-- begin Material for this task --

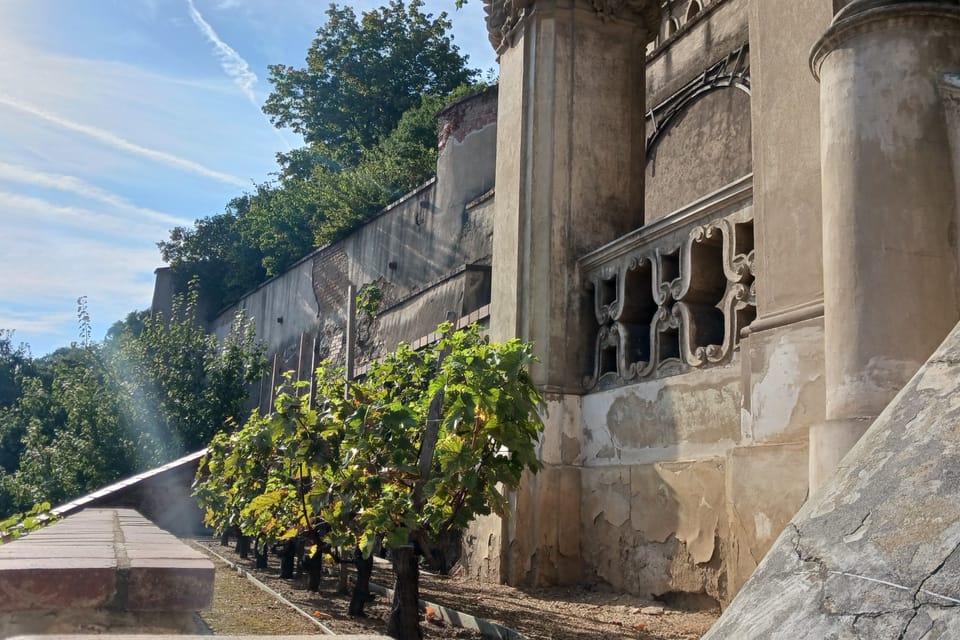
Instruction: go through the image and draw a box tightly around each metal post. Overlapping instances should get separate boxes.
[345,284,357,398]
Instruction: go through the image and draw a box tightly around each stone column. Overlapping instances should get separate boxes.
[940,73,960,235]
[487,0,660,584]
[810,0,960,488]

-- end Material for this task --

:: Objective ::
Reproduce all of the material above with "tightly" replaced by "closely" wherever it appears, leaving everything else unchanged. Omit the pictures from your answer.

:: Reply to the exercise ::
Instruction: go through the image and draw a box closely around each metal post. Overlapping instances should get separate boxes.
[345,284,357,398]
Instruction: go through the image and draw a box closely around each stone column. Overlapping instances should get separate boxes.
[940,73,960,235]
[487,0,660,584]
[810,0,960,488]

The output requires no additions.